SHORT EXERCISE: Repeat each line of the material below exactly as it appears, minus any pictures.

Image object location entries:
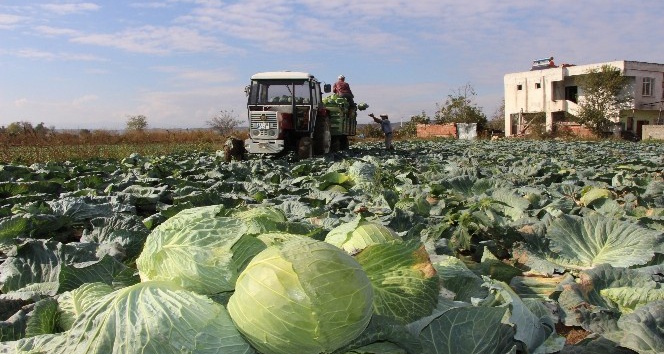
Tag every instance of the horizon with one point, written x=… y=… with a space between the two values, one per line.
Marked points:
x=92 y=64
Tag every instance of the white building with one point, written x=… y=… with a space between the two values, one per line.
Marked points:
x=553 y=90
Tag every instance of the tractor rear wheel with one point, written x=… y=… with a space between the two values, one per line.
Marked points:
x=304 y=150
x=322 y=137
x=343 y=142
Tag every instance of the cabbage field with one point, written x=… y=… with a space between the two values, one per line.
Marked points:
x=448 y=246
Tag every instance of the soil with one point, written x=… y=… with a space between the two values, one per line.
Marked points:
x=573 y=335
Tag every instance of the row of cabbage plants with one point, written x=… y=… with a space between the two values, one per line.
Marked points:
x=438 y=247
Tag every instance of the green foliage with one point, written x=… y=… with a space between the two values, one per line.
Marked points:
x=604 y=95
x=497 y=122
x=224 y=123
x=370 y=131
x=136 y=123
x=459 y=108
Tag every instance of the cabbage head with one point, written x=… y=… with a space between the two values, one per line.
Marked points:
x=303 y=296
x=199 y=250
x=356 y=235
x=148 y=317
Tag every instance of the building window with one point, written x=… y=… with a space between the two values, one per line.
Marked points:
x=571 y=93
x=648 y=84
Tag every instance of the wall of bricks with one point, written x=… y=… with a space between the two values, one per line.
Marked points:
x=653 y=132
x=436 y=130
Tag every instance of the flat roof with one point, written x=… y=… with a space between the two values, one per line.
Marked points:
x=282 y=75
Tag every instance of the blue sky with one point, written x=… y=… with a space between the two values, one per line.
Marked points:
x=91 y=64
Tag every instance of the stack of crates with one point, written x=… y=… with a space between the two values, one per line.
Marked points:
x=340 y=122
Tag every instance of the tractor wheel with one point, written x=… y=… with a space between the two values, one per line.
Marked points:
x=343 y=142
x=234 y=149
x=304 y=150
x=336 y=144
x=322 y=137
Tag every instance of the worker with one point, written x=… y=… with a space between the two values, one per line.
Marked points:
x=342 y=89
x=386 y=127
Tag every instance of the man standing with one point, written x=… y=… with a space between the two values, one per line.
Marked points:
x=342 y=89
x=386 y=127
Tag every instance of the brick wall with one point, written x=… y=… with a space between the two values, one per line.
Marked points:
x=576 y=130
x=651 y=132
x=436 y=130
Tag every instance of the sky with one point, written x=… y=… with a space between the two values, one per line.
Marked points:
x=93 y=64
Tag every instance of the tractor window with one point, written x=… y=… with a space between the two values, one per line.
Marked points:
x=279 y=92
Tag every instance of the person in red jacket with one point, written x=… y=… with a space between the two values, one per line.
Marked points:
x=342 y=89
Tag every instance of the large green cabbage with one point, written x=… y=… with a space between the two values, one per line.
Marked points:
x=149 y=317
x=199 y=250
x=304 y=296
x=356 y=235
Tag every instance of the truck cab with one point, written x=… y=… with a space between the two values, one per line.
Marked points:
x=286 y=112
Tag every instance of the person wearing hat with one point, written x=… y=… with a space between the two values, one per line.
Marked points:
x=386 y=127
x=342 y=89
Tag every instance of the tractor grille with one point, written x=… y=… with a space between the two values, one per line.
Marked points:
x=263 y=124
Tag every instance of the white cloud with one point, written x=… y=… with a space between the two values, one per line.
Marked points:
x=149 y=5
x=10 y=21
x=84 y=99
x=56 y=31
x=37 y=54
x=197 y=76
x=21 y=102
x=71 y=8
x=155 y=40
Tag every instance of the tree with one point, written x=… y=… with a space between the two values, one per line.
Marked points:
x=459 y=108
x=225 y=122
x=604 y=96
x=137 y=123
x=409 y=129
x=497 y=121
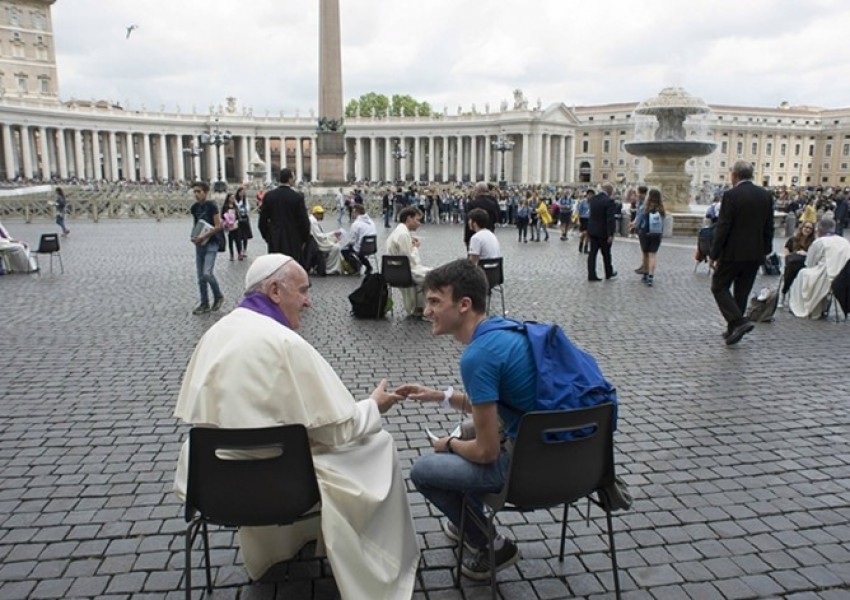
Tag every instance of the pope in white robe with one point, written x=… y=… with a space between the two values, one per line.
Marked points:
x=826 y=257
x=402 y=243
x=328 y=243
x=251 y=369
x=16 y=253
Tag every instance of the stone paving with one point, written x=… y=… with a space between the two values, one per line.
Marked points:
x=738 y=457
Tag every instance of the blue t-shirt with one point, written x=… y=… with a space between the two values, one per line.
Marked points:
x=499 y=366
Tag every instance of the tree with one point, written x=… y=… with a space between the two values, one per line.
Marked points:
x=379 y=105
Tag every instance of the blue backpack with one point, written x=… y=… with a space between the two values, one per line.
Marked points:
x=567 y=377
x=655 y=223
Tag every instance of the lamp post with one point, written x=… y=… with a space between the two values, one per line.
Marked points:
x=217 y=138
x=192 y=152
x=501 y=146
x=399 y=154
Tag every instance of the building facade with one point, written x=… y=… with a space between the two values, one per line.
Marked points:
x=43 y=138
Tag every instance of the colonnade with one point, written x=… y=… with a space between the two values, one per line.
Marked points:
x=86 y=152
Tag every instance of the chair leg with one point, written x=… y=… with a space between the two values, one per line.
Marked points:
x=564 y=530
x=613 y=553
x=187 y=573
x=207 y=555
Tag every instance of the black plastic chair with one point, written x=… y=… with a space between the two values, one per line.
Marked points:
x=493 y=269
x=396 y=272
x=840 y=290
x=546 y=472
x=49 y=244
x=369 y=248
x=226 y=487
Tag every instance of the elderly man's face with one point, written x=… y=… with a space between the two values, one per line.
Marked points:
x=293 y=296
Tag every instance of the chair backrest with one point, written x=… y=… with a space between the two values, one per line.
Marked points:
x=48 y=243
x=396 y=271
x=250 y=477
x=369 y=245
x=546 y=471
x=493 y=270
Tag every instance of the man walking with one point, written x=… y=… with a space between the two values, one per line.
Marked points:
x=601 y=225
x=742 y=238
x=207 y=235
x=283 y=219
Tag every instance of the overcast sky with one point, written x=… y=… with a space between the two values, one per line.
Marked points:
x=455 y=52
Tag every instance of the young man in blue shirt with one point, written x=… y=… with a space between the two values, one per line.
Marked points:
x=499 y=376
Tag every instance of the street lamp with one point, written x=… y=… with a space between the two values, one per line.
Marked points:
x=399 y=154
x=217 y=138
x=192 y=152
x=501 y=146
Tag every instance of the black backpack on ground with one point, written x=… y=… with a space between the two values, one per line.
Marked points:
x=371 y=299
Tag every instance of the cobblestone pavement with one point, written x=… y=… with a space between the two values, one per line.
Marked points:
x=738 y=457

TASK OUTPUT:
Tag every instance of the horizon with one point, written x=… y=… with a space between the two values, one per line.
Marked points:
x=92 y=64
Tag every instance of the white building with one point, written x=… y=… with a space between the two values, one per line.
Marked points:
x=553 y=90
Tag every instance of the tractor rear wheel with one point, written x=… y=… with a space between the two values, one per line.
Marked points:
x=304 y=150
x=322 y=137
x=343 y=142
Tag every instance of the cabbage field with one point, written x=… y=… with a space between the two values, one per line.
Marked points:
x=448 y=246
Tag every instance of the soil with one point, written x=… y=… with a space between the two values, one per line.
Marked points:
x=573 y=335
Tag every instance of the row of cabbage plants with one point, written x=… y=… with a space between the two values, one per line.
Marked points:
x=438 y=247
Tag every instance of the green foliage with one point, written x=… y=… with a space between the two values, one per line.
Marked points:
x=604 y=95
x=497 y=122
x=224 y=123
x=370 y=131
x=136 y=123
x=459 y=108
Tag every instance of the cabbage head with one point, written x=… y=… with a space between the two values, one per line.
Marked points:
x=303 y=296
x=199 y=250
x=356 y=235
x=148 y=317
Tag every instance of the building window with one point, written x=… y=… with a space between the two values, one per line.
Marked points:
x=571 y=93
x=648 y=84
Tag every instance of the wall of bricks with one point, written x=… y=… with a space between the two values, one per line.
Marked points:
x=653 y=132
x=436 y=130
Tag every instance of the flat roof with one point, written x=… y=… with a space between the two values, one per line.
Marked points:
x=282 y=75
Tag every instance of the blue sky with one point, written x=… y=… with a space between the two values, one per line.
Marked points:
x=91 y=64
Tag every instance of the stack of crates with one point, written x=… y=… with a space between the two values, one per line.
Marked points:
x=340 y=122
Tag every instance of the tractor wheel with one point, written x=… y=… with a space between the two values, one per line.
Marked points:
x=343 y=142
x=234 y=149
x=304 y=150
x=336 y=144
x=322 y=137
Tag every instance of the worker with one point, written x=… y=… with a space between the two values, one per line.
Marked points:
x=342 y=89
x=386 y=127
Tag every instance of the man standing with one point, written x=… y=… with a space between the two values, one per line.
Marked points:
x=342 y=89
x=386 y=127
Tag every instance of the brick wall with one point, written x=… y=… with a space between the two values, one per line.
Marked points:
x=576 y=130
x=651 y=132
x=436 y=130
Tag every instance of the sky with one point, written x=… y=… with a space between the two values, one per line.
Marked points:
x=93 y=64
Tag every instance of the tractor window with one point, written x=… y=… with a space between the two values, one per line.
Marked points:
x=279 y=92
Tag every instance of the person in red jacket with one point, written x=… y=… with a space between the two values, one per line.
Marked points:
x=342 y=89
Tag every instance of the large green cabbage with one point, written x=… y=… with a space between the two values, one per line.
Marked points:
x=149 y=317
x=199 y=250
x=304 y=296
x=356 y=235
Tag every instance of the truck cab with one point, written x=… y=… with a space between the two values, one per line.
Marked points:
x=286 y=112
Tag every instance of the person wearing hat with one point, written x=… y=… with a space between the two values, one per line.
Marked points:
x=386 y=127
x=342 y=89
Tag every instance of the tractor grille with one point, written x=… y=… with a space between the two values, one per line.
Marked points:
x=263 y=124
Tag every instance of the white cloud with one point, written x=… y=… with a space between the two values, one per line.
Marked points:
x=149 y=5
x=10 y=21
x=84 y=99
x=56 y=31
x=37 y=54
x=197 y=76
x=21 y=102
x=71 y=8
x=155 y=40
Tag every instance of the tree with one point, written x=… y=… with a space between the two values, one per line.
Marked points:
x=459 y=108
x=225 y=122
x=604 y=96
x=137 y=123
x=409 y=129
x=497 y=121
Tag every instance of the pope in white robe with one point, written x=… y=… with a space between the two values, one per line.
Marked points:
x=826 y=257
x=402 y=243
x=328 y=243
x=251 y=369
x=16 y=253
Tag every instance of the stone paving with one point, written x=… y=… with a space between the two values, one per line.
Marked points:
x=738 y=457
Tag every instance of the blue t-shirt with one point, written x=… y=… with a space between the two values, one per line.
Marked points:
x=499 y=366
Tag every instance of the tree with one point, written x=… y=… with a space between the two values, one per line.
Marked points:
x=379 y=105
Tag every instance of the blue backpack with one point, written x=… y=… with a space between the two values, one per line.
Marked points:
x=567 y=377
x=655 y=223
Tag every instance of the lamp post with one point, written x=… y=… with a space between the two values, one per line.
Marked points:
x=217 y=138
x=192 y=152
x=501 y=146
x=399 y=154
Tag every instance of the building facade with one point, written x=… y=… with a space between the two values, one per line.
Marked points:
x=43 y=138
Tag every instance of the colonnade with one point, written x=… y=… with a space between the two values, one per line.
Marked points:
x=86 y=152
Tag every instance of the chair leg with one point, written x=… y=… with a space between the two values, one per line.
Marked points:
x=564 y=530
x=613 y=553
x=187 y=573
x=207 y=555
Tag every instance of the black plastic chair with one point, written x=… y=… with a space between the two values, one per line.
Marked points:
x=493 y=269
x=396 y=272
x=840 y=290
x=546 y=472
x=49 y=244
x=369 y=248
x=226 y=487
Tag every instance of the elderly man's face with one point, written x=… y=… with a space between the two values, one per line.
Marked points:
x=293 y=296
Tag every instance of the chair backrest with one point, written x=… y=… with a space between the two values, one per line.
Marked points:
x=48 y=243
x=396 y=271
x=250 y=477
x=369 y=245
x=546 y=471
x=493 y=270
Tag every instance of the man walking with one point, written x=… y=… with a space between the two values, one per line.
Marked points:
x=601 y=225
x=742 y=238
x=207 y=235
x=283 y=219
Tag every instance of the overcast sky with one point, written x=… y=… with a space between the two values, one per line.
Marked points:
x=455 y=52
Tag every instance of the young man in blue shirt with one point, written x=… y=… with a space between the two values, one per line.
Marked points:
x=499 y=376
Tag every instance of the street lamp with one point, written x=… y=… with a space between the two values, one per line.
Marked points:
x=399 y=154
x=217 y=138
x=192 y=152
x=501 y=146
Tag every instance of the black backpack on ground with one point, written x=… y=… with a space between the two values, one per line.
Marked points:
x=371 y=299
Tag every instance of the cobblestone pavement with one point, written x=… y=… with a space between the two values, one per line.
Marked points:
x=738 y=457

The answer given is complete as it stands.